» **ENTRIES PROVIDED**:
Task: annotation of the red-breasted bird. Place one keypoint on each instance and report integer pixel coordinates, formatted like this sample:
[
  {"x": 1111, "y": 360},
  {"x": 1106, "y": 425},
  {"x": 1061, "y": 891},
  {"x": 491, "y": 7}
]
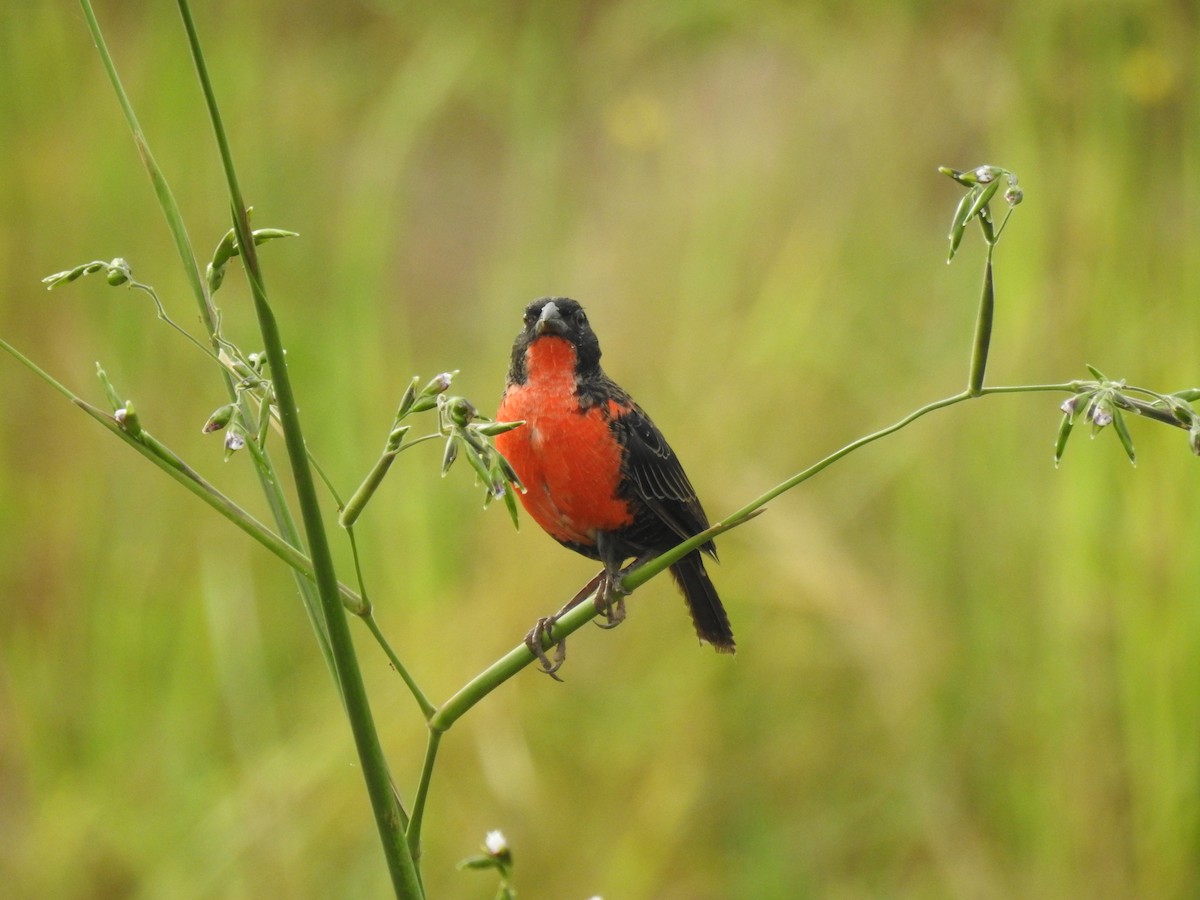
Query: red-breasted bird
[{"x": 599, "y": 475}]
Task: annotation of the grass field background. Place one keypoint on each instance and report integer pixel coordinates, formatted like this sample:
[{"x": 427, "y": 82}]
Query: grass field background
[{"x": 961, "y": 672}]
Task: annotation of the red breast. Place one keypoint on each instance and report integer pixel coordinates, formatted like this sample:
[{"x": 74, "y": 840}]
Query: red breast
[{"x": 567, "y": 456}]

» **EXERCISE**:
Nothing but the lines holding the word "formatted" should be returned from the listing above.

» **ANSWER BELOW**:
Task: annotation of the red-breasted bird. Place one keypoint on each instance and report integer pixel coordinates, formatted like this sample:
Task: annotation of the grass field background. Place one keypoint on each instance and report integer pixel coordinates, formatted like this sample:
Task: annotation of the red breast. Place one keypoint on each instance and report integer pixel coordinates, formatted like this sample:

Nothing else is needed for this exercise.